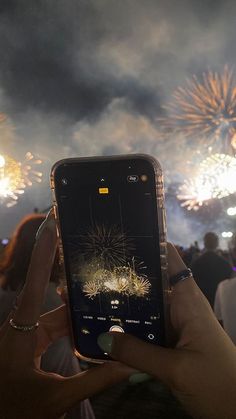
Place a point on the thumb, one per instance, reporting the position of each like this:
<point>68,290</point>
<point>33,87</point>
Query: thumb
<point>163,363</point>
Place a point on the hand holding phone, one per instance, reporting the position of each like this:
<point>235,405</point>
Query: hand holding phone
<point>111,219</point>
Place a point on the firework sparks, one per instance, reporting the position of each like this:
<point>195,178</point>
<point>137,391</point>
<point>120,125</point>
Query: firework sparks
<point>215,179</point>
<point>109,246</point>
<point>205,108</point>
<point>91,289</point>
<point>122,279</point>
<point>16,176</point>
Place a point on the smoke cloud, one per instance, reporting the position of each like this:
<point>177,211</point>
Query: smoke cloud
<point>92,77</point>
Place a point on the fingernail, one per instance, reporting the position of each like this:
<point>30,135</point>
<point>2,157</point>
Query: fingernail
<point>49,222</point>
<point>139,377</point>
<point>105,342</point>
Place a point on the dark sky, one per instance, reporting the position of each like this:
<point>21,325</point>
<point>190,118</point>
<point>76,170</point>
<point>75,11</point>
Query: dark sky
<point>91,77</point>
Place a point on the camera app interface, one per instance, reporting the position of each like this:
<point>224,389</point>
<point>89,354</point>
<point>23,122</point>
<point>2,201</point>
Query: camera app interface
<point>109,229</point>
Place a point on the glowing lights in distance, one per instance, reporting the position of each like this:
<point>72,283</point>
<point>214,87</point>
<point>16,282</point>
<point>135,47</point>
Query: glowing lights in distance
<point>231,211</point>
<point>227,234</point>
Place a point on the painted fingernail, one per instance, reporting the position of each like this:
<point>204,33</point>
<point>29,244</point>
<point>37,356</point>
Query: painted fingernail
<point>105,342</point>
<point>139,377</point>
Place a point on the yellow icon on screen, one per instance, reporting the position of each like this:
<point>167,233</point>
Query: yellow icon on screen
<point>103,190</point>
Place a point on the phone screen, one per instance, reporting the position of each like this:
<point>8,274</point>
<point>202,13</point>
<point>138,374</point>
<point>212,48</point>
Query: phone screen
<point>109,228</point>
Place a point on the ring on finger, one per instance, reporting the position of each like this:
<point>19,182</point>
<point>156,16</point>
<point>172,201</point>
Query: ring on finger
<point>23,327</point>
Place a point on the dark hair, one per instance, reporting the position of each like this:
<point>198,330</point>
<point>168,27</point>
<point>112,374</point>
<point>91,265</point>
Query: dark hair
<point>15,259</point>
<point>211,241</point>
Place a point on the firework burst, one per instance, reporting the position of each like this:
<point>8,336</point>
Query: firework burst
<point>108,246</point>
<point>122,279</point>
<point>205,108</point>
<point>16,176</point>
<point>215,179</point>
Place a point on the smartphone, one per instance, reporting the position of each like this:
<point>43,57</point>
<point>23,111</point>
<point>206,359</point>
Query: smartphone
<point>111,224</point>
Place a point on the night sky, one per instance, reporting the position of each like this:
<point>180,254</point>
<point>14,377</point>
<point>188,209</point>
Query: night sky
<point>88,77</point>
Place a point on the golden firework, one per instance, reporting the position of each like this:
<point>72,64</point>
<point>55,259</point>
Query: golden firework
<point>16,176</point>
<point>215,178</point>
<point>205,108</point>
<point>122,279</point>
<point>109,246</point>
<point>91,289</point>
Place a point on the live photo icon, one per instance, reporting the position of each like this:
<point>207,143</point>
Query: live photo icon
<point>103,190</point>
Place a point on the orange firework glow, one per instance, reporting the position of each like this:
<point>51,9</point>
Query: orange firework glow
<point>205,108</point>
<point>16,176</point>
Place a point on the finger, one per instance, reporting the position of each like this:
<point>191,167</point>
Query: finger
<point>52,326</point>
<point>175,262</point>
<point>154,360</point>
<point>55,323</point>
<point>38,275</point>
<point>71,390</point>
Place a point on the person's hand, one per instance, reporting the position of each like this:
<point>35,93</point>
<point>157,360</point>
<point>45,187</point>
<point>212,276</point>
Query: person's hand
<point>25,390</point>
<point>201,370</point>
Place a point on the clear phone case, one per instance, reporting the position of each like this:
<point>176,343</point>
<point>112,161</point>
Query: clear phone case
<point>160,201</point>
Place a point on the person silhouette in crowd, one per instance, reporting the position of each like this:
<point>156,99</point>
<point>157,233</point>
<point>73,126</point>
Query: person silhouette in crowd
<point>209,269</point>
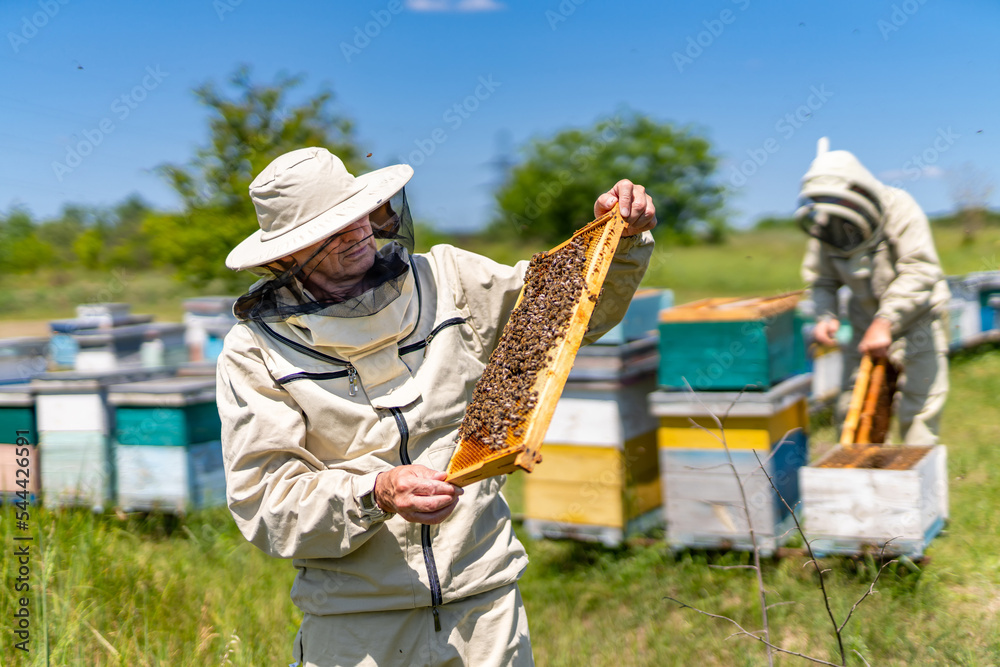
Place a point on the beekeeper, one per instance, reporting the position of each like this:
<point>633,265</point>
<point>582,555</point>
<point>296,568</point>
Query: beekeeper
<point>341,390</point>
<point>877,241</point>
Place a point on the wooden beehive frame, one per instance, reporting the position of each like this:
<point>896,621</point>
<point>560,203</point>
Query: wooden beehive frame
<point>473,461</point>
<point>731,308</point>
<point>867,421</point>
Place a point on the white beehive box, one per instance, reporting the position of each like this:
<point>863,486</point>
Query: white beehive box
<point>854,510</point>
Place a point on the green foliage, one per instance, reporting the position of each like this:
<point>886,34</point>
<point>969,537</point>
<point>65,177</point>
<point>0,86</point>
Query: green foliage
<point>250,124</point>
<point>552,192</point>
<point>772,222</point>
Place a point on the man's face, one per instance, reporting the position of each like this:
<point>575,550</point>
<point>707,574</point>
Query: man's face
<point>344,261</point>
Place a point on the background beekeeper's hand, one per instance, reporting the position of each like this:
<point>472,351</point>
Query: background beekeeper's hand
<point>825,330</point>
<point>635,205</point>
<point>877,339</point>
<point>416,493</point>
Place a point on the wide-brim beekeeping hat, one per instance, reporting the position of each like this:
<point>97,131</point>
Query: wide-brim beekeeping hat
<point>840,202</point>
<point>306,195</point>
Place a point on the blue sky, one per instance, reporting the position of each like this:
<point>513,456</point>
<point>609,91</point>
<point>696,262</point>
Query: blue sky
<point>911,87</point>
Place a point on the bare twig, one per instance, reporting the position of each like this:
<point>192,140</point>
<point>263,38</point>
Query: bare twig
<point>871,588</point>
<point>746,510</point>
<point>819,570</point>
<point>778,604</point>
<point>744,631</point>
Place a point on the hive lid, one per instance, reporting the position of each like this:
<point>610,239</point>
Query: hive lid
<point>731,309</point>
<point>63,382</point>
<point>737,404</point>
<point>474,461</point>
<point>16,395</point>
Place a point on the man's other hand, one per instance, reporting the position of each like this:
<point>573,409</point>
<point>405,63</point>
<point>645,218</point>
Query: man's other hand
<point>825,330</point>
<point>635,205</point>
<point>416,493</point>
<point>877,338</point>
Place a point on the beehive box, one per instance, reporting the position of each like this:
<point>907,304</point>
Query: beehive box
<point>75,422</point>
<point>170,478</point>
<point>108,349</point>
<point>10,455</point>
<point>985,284</point>
<point>641,319</point>
<point>17,413</point>
<point>730,344</point>
<point>858,509</point>
<point>166,445</point>
<point>702,504</point>
<point>22,358</point>
<point>600,478</point>
<point>17,424</point>
<point>827,372</point>
<point>76,469</point>
<point>631,361</point>
<point>965,318</point>
<point>201,313</point>
<point>178,412</point>
<point>164,345</point>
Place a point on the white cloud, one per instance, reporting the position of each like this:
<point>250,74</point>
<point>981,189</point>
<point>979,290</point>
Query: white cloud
<point>454,5</point>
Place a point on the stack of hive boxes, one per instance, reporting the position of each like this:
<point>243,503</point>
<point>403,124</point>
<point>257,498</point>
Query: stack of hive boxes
<point>17,425</point>
<point>987,285</point>
<point>102,336</point>
<point>74,427</point>
<point>167,448</point>
<point>742,360</point>
<point>208,319</point>
<point>599,479</point>
<point>22,358</point>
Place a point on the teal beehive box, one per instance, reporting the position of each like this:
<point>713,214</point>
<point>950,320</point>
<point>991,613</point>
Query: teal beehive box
<point>642,317</point>
<point>17,413</point>
<point>169,412</point>
<point>731,343</point>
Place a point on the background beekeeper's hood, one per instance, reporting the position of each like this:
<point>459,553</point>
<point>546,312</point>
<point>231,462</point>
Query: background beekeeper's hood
<point>305,196</point>
<point>841,203</point>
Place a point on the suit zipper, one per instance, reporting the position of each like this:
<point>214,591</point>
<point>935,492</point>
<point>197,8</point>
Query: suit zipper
<point>425,530</point>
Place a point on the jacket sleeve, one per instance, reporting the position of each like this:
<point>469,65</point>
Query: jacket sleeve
<point>491,289</point>
<point>819,274</point>
<point>284,500</point>
<point>909,296</point>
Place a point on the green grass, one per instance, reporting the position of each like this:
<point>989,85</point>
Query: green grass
<point>747,263</point>
<point>126,591</point>
<point>161,594</point>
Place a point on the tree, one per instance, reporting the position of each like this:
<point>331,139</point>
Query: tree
<point>21,251</point>
<point>551,193</point>
<point>250,124</point>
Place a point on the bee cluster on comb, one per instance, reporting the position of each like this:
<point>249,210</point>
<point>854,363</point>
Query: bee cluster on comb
<point>505,395</point>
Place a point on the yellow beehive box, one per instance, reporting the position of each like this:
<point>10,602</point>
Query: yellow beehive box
<point>600,480</point>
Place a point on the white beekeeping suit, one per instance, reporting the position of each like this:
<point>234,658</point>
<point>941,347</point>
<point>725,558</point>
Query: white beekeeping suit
<point>877,241</point>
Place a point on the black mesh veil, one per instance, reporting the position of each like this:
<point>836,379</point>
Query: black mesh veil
<point>285,289</point>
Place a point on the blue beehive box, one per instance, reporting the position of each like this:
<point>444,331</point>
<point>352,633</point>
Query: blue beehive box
<point>166,446</point>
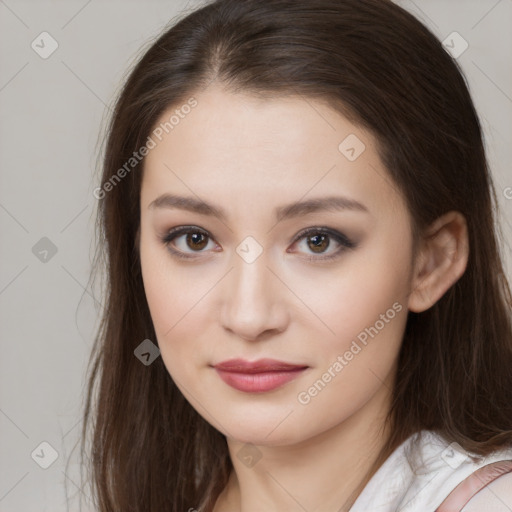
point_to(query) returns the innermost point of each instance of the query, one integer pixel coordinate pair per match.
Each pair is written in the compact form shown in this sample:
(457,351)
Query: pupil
(316,244)
(193,238)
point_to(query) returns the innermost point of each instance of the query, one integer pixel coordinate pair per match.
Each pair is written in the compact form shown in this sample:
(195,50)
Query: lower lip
(258,382)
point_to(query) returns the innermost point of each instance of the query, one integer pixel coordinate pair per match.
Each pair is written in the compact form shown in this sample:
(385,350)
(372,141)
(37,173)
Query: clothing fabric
(425,471)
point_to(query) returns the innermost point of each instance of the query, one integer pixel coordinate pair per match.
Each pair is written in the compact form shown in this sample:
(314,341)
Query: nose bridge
(252,303)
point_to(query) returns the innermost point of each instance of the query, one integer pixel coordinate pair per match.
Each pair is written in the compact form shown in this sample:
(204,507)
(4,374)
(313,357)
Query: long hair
(381,68)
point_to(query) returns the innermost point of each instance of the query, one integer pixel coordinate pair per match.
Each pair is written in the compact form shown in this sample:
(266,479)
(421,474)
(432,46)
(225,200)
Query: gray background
(53,111)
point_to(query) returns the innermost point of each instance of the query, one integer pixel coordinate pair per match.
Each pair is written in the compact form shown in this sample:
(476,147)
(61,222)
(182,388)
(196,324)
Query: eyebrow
(331,203)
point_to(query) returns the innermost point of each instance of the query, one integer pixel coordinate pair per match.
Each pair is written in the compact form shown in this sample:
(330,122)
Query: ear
(441,261)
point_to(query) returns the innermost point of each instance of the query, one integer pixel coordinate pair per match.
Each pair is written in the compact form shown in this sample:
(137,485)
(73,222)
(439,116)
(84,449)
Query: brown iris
(320,242)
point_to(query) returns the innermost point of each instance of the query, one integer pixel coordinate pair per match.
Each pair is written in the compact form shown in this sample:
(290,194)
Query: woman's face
(302,256)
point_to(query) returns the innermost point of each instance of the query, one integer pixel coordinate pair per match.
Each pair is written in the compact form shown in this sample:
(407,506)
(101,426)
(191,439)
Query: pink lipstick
(257,376)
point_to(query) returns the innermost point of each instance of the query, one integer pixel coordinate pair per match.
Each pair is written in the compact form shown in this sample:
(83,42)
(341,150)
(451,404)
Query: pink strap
(475,482)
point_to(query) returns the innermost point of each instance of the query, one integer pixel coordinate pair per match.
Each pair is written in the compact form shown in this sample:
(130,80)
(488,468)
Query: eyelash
(340,238)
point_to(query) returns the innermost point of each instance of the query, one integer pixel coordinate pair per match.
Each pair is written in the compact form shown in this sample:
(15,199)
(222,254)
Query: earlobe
(441,261)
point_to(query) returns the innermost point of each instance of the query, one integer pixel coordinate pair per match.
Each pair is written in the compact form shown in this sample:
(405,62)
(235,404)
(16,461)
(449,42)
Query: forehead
(241,149)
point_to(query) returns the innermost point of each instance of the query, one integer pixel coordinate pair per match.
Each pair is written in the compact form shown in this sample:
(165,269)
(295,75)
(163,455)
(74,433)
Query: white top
(410,481)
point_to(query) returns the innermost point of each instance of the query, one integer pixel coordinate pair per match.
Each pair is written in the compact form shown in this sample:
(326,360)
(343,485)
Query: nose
(254,305)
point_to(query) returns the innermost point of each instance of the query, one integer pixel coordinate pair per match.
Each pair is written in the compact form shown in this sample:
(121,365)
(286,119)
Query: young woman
(306,307)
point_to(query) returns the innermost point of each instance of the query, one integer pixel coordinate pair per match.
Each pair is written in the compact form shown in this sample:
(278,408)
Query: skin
(249,155)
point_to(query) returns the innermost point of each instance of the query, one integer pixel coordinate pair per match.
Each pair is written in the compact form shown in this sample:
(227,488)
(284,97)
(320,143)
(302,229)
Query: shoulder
(494,497)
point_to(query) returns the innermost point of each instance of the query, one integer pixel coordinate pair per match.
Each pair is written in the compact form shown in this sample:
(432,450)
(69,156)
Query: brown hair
(380,67)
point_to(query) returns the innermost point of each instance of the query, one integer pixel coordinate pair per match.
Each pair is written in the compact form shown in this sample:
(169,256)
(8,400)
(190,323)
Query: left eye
(317,240)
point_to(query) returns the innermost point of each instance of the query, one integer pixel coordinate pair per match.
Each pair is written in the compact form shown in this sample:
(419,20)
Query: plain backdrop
(53,111)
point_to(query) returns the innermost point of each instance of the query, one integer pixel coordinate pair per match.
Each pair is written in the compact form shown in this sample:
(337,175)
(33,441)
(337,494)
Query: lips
(257,376)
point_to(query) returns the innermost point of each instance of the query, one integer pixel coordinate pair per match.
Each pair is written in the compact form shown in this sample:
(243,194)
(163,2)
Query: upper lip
(259,366)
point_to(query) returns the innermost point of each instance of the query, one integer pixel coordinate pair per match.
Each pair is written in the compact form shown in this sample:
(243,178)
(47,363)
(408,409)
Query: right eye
(193,238)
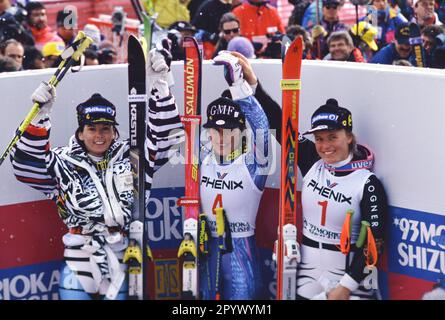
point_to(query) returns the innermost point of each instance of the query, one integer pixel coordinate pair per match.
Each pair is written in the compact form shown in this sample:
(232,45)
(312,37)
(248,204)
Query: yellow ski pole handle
(79,45)
(362,235)
(220,227)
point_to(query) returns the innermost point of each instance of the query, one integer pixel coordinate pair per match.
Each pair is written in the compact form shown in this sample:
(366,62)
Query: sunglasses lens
(235,30)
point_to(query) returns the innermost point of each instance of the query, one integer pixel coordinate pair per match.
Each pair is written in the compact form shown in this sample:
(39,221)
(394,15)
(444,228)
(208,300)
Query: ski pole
(220,224)
(69,56)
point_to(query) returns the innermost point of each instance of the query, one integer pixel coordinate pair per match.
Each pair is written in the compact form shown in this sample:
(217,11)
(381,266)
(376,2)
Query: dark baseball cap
(330,117)
(402,33)
(96,109)
(326,2)
(182,26)
(225,113)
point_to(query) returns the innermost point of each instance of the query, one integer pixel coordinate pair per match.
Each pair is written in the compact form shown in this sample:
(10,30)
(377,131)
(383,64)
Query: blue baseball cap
(96,109)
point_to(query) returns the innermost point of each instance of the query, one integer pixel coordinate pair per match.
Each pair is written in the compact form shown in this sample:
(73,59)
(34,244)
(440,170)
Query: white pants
(321,266)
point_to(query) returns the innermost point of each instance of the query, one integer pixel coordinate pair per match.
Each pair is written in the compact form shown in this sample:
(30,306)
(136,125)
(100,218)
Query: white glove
(435,294)
(158,68)
(45,95)
(233,72)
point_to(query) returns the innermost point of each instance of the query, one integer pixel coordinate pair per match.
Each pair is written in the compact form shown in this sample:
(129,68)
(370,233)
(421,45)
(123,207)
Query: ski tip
(285,44)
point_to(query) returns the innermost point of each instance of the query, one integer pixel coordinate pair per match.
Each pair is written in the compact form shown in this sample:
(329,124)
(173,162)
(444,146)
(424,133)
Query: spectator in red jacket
(258,20)
(38,24)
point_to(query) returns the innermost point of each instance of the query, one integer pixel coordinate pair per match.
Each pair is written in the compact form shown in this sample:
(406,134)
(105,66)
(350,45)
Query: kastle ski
(188,251)
(286,248)
(134,256)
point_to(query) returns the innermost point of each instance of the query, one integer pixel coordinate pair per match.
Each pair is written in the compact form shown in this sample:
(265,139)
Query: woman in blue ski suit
(233,177)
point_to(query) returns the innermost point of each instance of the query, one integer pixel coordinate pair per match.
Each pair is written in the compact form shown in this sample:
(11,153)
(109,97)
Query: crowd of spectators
(252,27)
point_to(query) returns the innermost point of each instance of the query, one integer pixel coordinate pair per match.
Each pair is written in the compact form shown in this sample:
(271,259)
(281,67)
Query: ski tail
(188,251)
(70,55)
(135,257)
(415,40)
(137,7)
(287,231)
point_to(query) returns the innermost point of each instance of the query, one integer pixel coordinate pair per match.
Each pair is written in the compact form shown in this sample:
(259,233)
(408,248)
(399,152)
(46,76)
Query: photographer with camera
(38,25)
(176,33)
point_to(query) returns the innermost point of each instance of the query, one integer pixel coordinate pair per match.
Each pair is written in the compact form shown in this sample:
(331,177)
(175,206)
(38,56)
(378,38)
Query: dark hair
(34,5)
(82,144)
(432,31)
(228,17)
(31,6)
(62,15)
(31,55)
(7,64)
(3,45)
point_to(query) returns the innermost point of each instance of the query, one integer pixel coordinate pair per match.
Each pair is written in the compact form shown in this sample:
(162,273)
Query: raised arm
(164,128)
(242,93)
(32,160)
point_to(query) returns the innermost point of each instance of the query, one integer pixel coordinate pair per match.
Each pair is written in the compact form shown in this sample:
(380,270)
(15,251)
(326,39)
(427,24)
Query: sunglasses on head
(234,30)
(331,6)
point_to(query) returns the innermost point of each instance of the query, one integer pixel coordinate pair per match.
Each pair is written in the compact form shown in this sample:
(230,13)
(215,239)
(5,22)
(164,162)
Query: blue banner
(416,246)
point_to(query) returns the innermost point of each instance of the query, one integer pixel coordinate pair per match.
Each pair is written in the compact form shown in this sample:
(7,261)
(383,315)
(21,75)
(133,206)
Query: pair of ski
(286,247)
(189,252)
(135,256)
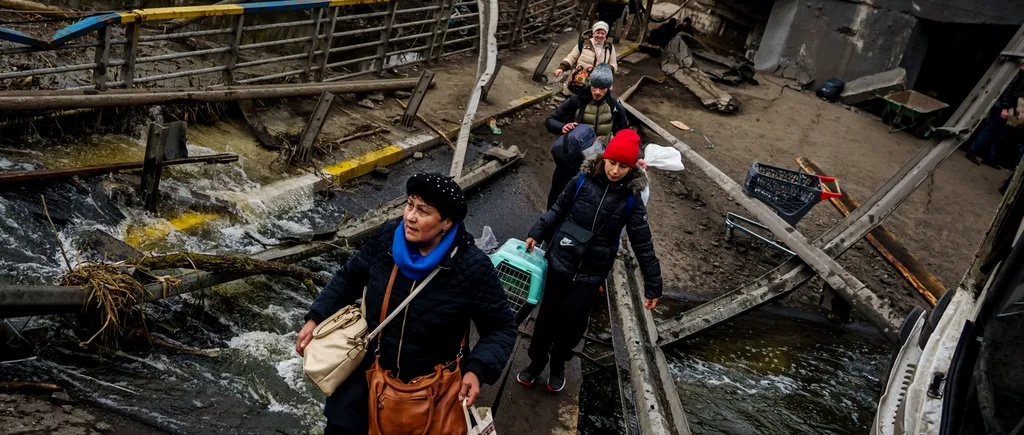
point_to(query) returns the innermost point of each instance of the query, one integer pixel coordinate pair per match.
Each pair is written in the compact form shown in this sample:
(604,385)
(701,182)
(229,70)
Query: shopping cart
(792,193)
(521,274)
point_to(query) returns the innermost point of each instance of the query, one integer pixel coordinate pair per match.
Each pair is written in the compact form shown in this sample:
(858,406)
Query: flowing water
(239,373)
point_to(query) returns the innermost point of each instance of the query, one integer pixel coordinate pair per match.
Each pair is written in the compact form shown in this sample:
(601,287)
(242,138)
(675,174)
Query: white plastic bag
(664,158)
(478,420)
(487,242)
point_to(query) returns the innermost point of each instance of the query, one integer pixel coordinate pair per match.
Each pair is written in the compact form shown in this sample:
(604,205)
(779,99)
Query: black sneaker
(528,376)
(556,380)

────────

Pictures aside, write out verbatim every line from the first line of the material through the line holding "<point>137,391</point>".

Place a point on the thumb, one per instance, reporting the position of each like this:
<point>68,290</point>
<point>33,87</point>
Query: thumb
<point>163,363</point>
Place a point on the hand holding phone, one per instance, reporting the position of each like this:
<point>235,405</point>
Query: hand holding phone
<point>111,219</point>
Place a point on the firework sparks, one per instance, reporting the position of each like this:
<point>195,178</point>
<point>137,391</point>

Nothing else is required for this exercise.